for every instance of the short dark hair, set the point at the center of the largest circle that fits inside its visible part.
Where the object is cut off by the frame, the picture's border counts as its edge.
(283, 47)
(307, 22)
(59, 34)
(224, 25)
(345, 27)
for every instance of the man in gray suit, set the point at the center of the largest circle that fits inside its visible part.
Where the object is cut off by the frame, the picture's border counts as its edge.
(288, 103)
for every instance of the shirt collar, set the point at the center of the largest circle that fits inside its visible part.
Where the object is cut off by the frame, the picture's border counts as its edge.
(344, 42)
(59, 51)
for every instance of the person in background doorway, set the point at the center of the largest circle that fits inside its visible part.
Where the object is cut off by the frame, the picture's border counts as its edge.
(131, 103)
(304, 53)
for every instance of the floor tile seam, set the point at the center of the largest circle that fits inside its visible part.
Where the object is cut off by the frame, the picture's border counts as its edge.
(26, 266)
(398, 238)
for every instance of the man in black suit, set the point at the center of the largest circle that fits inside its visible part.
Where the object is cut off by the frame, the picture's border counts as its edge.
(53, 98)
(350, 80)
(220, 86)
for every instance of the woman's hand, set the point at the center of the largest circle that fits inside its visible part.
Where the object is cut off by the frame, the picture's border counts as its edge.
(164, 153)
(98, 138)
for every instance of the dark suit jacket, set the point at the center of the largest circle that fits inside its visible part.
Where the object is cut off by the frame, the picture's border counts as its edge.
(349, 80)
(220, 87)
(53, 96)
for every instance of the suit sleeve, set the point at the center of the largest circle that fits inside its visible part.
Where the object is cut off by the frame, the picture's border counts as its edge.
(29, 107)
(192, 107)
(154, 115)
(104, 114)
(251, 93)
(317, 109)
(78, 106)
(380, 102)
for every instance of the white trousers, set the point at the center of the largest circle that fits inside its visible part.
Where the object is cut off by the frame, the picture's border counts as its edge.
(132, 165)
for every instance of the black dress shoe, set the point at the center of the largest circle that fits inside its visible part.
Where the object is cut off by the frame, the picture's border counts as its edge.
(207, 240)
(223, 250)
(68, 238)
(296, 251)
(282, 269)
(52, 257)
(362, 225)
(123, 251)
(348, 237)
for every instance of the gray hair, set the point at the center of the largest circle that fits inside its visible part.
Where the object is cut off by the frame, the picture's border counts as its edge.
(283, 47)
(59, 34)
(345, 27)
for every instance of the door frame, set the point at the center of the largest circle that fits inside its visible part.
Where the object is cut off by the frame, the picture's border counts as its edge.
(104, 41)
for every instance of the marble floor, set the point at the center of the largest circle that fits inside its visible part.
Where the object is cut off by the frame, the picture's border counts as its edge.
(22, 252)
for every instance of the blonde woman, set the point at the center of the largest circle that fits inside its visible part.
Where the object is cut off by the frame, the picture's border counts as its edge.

* * *

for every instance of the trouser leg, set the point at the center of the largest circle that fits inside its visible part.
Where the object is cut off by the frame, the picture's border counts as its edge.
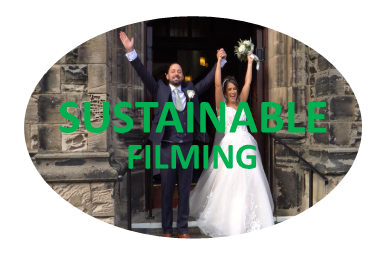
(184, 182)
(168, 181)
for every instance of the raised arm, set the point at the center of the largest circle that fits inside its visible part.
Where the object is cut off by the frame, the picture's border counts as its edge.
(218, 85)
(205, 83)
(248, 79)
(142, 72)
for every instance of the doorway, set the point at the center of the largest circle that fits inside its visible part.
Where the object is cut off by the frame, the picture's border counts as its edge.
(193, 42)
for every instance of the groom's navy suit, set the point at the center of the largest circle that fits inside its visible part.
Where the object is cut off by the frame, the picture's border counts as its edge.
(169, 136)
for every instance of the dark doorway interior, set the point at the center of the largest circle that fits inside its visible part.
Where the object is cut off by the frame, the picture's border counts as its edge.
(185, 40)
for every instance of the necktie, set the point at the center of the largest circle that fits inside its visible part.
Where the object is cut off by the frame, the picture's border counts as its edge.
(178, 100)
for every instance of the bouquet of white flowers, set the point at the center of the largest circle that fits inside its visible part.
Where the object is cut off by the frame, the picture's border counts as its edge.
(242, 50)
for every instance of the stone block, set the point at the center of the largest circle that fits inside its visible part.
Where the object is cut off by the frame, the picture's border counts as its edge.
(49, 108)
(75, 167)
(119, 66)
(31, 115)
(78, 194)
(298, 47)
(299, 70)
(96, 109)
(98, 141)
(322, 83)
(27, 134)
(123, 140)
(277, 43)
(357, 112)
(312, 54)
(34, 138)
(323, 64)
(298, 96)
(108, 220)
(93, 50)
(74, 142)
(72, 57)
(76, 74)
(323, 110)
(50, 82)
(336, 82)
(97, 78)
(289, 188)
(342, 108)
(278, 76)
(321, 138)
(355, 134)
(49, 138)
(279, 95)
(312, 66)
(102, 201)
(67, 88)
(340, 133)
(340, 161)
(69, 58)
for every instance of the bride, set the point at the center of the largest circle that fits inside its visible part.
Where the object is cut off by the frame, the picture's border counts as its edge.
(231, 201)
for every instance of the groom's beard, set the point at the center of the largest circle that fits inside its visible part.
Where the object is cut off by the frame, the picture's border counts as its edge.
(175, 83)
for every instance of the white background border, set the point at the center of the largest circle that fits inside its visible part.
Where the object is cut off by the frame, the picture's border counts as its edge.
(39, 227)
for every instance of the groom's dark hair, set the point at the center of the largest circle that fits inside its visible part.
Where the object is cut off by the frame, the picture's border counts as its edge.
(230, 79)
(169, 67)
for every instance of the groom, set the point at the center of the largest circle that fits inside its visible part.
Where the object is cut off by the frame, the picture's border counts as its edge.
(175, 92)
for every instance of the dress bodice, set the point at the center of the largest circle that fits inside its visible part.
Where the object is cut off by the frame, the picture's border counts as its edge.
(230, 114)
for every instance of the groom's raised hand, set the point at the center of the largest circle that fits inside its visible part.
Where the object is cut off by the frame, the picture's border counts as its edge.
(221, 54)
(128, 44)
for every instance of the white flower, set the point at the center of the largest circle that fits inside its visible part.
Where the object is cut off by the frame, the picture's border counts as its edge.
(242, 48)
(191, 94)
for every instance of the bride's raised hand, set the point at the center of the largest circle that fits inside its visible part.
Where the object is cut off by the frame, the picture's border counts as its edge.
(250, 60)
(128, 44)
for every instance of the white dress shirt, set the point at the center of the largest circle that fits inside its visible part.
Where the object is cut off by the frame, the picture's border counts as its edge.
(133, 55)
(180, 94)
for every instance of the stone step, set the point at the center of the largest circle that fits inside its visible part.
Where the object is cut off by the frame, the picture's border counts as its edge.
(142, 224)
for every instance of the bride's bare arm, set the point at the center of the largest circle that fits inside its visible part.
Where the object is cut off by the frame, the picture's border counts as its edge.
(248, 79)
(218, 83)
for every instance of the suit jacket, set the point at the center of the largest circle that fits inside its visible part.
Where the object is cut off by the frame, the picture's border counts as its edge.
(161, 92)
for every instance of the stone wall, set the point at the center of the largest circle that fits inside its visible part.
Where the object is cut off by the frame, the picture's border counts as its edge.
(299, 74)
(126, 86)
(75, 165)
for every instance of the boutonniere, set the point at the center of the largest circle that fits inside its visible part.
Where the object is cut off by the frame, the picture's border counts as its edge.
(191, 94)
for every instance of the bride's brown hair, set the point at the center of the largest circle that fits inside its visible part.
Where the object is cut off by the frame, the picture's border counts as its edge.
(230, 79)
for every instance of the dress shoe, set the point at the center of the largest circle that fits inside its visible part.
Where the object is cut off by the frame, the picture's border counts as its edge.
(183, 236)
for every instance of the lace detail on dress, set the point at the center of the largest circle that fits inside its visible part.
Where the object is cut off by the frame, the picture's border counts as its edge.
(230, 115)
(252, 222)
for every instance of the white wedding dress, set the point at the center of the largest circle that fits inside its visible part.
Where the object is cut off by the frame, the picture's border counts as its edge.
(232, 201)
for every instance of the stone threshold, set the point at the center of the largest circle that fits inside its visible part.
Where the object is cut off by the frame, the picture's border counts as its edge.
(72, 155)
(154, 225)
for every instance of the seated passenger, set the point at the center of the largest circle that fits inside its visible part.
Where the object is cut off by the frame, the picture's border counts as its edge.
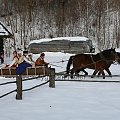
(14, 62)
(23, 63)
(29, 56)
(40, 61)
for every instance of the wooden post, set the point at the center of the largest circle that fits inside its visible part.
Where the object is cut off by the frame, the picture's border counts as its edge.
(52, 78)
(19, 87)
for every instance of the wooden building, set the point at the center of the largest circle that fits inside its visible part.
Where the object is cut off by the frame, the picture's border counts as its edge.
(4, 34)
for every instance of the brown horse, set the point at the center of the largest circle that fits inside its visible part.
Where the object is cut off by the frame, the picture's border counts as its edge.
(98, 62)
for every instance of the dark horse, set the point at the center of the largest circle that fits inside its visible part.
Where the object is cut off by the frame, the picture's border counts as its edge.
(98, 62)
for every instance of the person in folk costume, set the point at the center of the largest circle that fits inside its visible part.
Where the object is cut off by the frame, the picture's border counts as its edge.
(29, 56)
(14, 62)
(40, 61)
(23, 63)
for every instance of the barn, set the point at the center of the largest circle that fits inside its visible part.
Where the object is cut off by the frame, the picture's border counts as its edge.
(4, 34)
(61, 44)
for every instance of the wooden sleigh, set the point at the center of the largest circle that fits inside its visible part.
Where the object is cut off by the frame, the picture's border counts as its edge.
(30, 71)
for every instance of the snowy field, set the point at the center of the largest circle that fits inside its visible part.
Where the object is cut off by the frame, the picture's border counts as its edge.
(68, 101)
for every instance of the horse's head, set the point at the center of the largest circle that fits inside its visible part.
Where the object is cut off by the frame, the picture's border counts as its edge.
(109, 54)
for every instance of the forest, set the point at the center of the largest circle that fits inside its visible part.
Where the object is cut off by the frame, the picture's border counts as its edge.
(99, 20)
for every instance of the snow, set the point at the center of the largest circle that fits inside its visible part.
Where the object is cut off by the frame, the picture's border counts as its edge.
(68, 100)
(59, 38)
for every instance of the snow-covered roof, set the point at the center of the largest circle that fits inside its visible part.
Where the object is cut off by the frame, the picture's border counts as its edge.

* * *

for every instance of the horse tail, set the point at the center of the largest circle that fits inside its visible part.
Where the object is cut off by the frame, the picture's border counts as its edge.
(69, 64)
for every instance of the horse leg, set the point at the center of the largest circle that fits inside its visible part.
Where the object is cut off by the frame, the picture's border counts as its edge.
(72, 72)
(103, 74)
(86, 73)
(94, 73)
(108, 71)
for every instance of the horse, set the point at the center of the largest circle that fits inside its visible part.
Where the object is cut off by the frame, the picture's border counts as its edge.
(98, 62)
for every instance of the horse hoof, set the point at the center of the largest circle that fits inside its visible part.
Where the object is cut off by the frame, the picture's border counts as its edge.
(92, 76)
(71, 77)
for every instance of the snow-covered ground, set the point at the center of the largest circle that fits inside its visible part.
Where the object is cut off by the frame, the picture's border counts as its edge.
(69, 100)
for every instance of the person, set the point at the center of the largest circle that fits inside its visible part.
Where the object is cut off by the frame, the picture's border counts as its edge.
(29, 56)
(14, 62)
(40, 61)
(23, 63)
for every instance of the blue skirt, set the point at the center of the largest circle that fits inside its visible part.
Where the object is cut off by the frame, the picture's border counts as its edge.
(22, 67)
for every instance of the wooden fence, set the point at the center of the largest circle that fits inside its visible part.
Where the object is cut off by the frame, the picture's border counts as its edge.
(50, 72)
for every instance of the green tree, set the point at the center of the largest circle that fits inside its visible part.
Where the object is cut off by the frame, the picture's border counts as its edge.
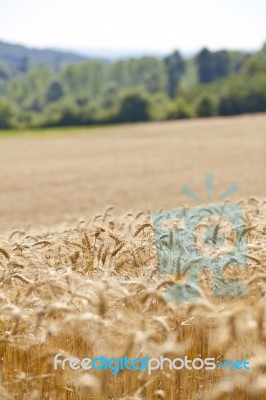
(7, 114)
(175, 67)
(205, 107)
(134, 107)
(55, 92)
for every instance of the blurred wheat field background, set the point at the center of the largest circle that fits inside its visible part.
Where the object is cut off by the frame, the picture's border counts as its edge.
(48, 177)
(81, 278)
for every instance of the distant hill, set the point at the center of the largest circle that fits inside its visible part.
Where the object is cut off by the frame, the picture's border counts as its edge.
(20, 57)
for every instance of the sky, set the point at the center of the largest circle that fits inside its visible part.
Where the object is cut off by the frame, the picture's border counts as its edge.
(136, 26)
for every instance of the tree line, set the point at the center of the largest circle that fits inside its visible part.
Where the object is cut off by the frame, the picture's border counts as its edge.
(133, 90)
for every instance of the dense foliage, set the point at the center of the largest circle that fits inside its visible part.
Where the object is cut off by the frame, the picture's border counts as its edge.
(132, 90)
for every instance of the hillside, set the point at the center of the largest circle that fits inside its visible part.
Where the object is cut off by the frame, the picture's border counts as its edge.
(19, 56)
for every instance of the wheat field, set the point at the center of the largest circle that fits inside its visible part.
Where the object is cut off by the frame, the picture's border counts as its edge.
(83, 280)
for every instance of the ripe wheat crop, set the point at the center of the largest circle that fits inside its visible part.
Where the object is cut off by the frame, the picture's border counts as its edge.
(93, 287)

> REQUIRED WORK
What you return should be exactly the lines above, starting at the one with "for every instance of the floor" and ending at the one with "for every instance of the black", and nothing else.

> SOLUTION BELOW
for every instance of the floor tile seam, set the point at the center of the largest circle that fits inside its visible part.
Where the object is cut off by the frame, the picture's border counts as its edge.
(26, 266)
(398, 238)
for every instance of the man in black suit, set the point at the center of the largest circle that fits inside its visible part.
Where the object is cut off by the frame, the picture's border counts as its edge.
(53, 98)
(350, 80)
(220, 86)
for every instance of the woman's hand, set the point at the center of the largest circle that fits inside its visible part.
Where the object is cut off by the frame, the picture's border counts as its edge.
(164, 153)
(98, 138)
for every instance of the dark suit jacket, set the point at the center of the largest circle that fits inside its visible part.
Where the object is cut off by the frame, the picture's border counts as its edge.
(349, 80)
(220, 87)
(53, 96)
for every instance of the suit sleeve, set the point at the center of the largest circle that fits inside its visible part.
Where the object is cut off by the frame, the picture's border counts as its edge.
(29, 107)
(192, 107)
(154, 115)
(104, 114)
(251, 93)
(317, 109)
(78, 106)
(380, 102)
for every instance of the white trousers, set the point at the center of the largest circle that fits inside its visible part.
Where the object is cut off by the frame, the picture's border counts as its edge.
(132, 165)
for every instance of the black dress shoe, set the point at the center of the largest circle that fits inside its visible part.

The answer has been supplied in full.